● EXERCISE OBJECTIVE: The answer should match the entries below word for word, minus their pictures.

● PROVIDED RECORDS:
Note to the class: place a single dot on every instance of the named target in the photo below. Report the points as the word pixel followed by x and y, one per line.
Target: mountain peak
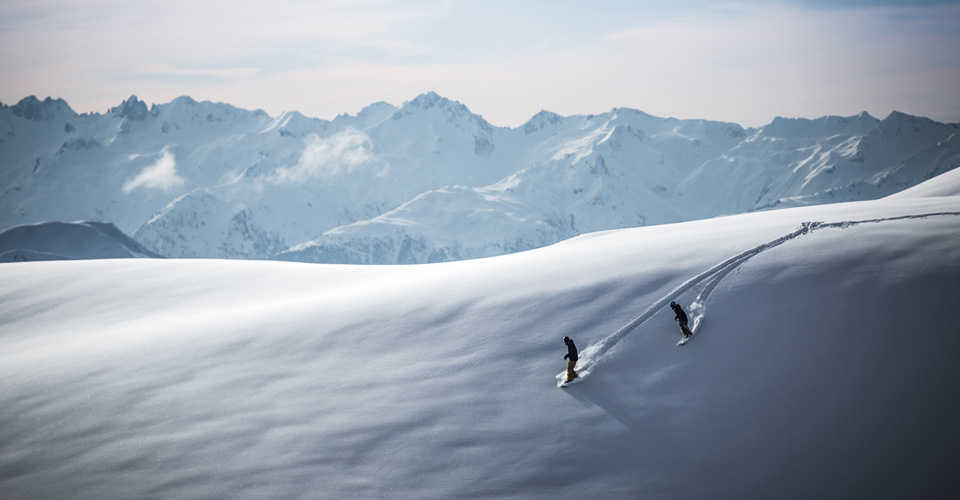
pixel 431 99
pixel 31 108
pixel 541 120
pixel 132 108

● EXPECTED ANSWER:
Note to the class: place a single dot on every instance of the named target in the photo below. Report the points as the word pixel followed by x and y, one per line.
Target: mountain peak
pixel 431 99
pixel 31 108
pixel 541 120
pixel 132 108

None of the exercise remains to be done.